Taking the line that contains "the sky in the photo above." as the first, copy each line exactly up to and including the last line below.

"""

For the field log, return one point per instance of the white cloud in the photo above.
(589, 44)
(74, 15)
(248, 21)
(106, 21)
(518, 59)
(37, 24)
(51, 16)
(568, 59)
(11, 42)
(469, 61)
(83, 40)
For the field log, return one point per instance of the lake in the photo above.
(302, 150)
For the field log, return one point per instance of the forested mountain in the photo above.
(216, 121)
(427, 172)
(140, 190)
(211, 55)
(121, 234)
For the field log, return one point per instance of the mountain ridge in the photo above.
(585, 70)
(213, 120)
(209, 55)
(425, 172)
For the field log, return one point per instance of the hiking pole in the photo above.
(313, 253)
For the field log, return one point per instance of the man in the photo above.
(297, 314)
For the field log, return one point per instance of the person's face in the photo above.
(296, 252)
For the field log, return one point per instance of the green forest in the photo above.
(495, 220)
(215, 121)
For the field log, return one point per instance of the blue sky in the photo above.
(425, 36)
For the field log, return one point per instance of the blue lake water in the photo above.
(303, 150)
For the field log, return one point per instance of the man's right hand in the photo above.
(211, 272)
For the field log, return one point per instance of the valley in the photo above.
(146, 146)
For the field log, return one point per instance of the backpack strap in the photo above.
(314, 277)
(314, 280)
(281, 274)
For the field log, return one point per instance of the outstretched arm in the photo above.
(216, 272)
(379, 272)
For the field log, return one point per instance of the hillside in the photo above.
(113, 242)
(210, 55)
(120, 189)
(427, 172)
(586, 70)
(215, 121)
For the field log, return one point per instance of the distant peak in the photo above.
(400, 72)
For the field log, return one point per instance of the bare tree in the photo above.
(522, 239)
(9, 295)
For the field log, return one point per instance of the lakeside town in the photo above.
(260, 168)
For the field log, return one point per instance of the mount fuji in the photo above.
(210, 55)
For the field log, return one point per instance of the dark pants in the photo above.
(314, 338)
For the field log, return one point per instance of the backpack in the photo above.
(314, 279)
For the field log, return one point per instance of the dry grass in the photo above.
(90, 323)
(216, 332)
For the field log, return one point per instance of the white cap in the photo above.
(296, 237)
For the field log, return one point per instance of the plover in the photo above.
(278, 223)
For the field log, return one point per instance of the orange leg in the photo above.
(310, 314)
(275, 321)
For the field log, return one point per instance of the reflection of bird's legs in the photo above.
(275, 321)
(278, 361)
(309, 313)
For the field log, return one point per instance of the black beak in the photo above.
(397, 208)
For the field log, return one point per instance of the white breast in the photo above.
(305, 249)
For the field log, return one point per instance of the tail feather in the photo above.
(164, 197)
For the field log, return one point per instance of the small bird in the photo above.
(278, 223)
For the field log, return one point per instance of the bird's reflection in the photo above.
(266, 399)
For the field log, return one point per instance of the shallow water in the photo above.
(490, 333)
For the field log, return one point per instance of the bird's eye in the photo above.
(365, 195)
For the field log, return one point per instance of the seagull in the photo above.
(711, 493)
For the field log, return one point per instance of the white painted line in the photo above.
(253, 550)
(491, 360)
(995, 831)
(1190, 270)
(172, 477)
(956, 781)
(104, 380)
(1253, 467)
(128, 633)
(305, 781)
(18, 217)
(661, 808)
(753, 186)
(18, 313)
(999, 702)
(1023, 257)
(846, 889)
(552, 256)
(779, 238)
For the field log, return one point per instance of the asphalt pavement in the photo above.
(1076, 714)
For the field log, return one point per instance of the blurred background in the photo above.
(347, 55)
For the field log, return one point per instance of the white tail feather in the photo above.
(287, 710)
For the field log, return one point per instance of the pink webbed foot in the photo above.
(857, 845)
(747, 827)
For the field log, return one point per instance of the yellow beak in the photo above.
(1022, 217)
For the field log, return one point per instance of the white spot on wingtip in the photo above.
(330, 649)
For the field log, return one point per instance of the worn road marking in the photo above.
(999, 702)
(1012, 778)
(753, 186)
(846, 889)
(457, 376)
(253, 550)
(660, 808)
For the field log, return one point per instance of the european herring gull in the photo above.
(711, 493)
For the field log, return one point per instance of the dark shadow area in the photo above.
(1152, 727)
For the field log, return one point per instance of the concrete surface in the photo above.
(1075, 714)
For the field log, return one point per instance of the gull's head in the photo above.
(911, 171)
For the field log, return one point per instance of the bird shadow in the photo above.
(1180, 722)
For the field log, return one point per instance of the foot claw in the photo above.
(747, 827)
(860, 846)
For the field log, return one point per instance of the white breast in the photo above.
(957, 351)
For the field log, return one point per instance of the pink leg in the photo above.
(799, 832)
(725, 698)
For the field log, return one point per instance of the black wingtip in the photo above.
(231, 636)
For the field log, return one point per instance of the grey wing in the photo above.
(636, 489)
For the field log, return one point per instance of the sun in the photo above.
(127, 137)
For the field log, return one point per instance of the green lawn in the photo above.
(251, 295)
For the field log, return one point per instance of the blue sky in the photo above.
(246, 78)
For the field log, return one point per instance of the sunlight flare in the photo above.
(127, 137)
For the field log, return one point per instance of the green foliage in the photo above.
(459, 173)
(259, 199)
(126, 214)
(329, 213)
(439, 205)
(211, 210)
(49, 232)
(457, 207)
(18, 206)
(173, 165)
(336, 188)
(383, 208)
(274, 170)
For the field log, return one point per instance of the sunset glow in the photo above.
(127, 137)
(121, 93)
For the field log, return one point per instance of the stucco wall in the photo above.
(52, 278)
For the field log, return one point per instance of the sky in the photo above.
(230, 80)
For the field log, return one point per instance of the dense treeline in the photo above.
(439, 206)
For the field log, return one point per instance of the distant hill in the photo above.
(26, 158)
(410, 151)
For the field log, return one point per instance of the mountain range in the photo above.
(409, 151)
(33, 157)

"""

- [WRITTEN RESPONSE]:
For the field log, return one point per instance of the sky in the photo above.
(230, 80)
For the field log, return one point per instance of the dense treeline in the photo above.
(439, 206)
For the field log, return one point per instance of the distant hill in the photo above.
(26, 158)
(410, 151)
For the field log, return one point per instance of the mountain range in the photo above.
(409, 151)
(33, 157)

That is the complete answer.